──────── Extracted data

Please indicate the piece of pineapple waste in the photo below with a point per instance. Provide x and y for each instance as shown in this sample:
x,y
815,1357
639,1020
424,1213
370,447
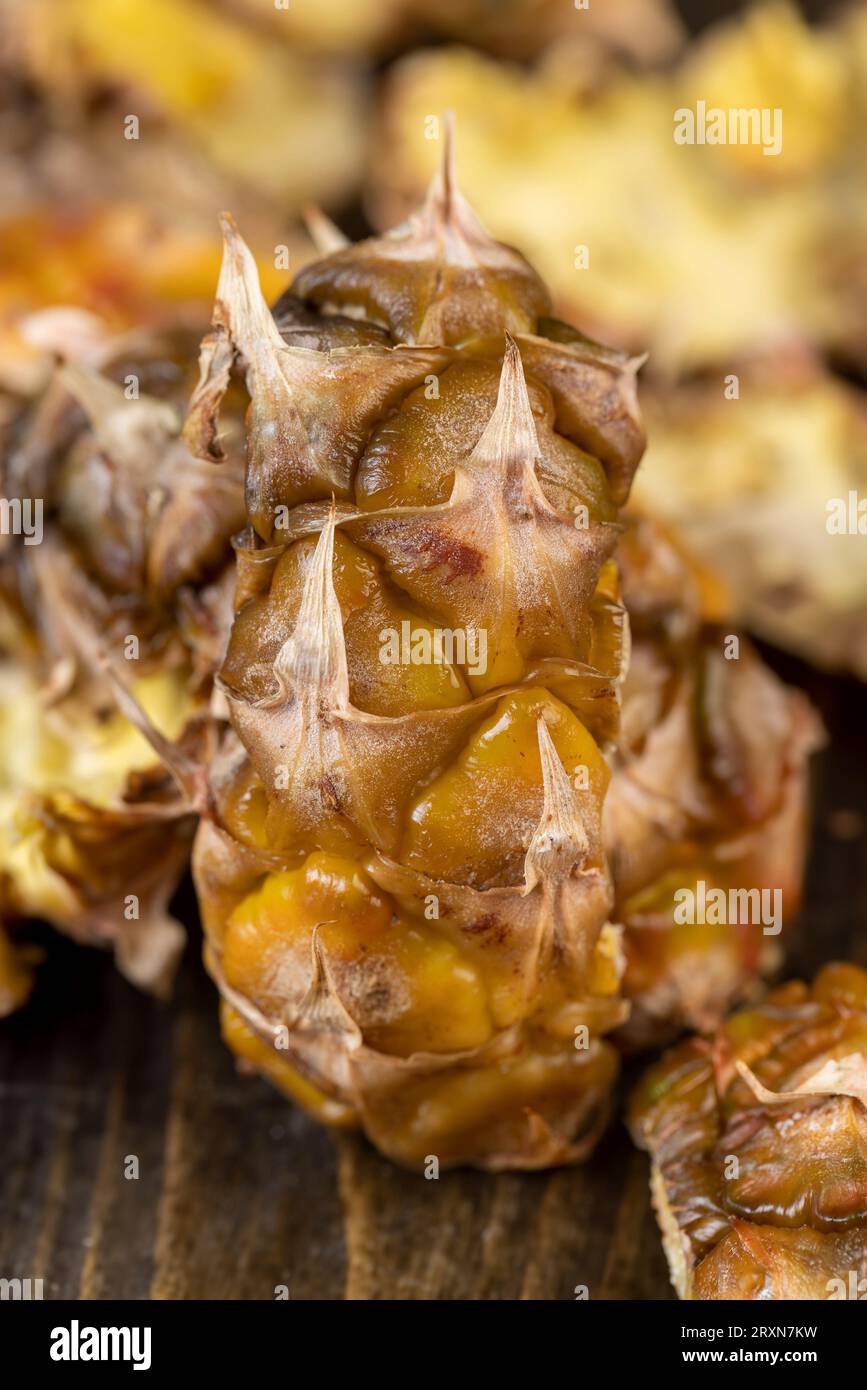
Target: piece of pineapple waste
x,y
759,1146
93,834
709,792
402,879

────────────────

> Your goal: Rewrite the listing above with "pineapple waste" changed to "banana peel" and every other part kept the same. Omit the pictures from your answer.

> The solution:
Please indicate the piece of banana peel in the photo below with a point per instance. Provide x and y for each instance as shown in this sample:
x,y
815,1357
639,1020
424,1213
370,447
Target: piece of banana peel
x,y
759,1146
93,834
709,792
402,879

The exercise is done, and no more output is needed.